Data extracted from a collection
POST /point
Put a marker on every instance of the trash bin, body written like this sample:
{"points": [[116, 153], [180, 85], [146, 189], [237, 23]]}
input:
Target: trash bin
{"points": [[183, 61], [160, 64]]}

EXERCISE REQUIREMENTS –
The records above should be repeated in full, exactly as given.

FINISHED TASK –
POST /point
Put a marker on every instance of the trash bin, body written like this sample:
{"points": [[116, 153], [180, 85], [146, 189], [237, 23]]}
input:
Target: trash bin
{"points": [[183, 61], [160, 64]]}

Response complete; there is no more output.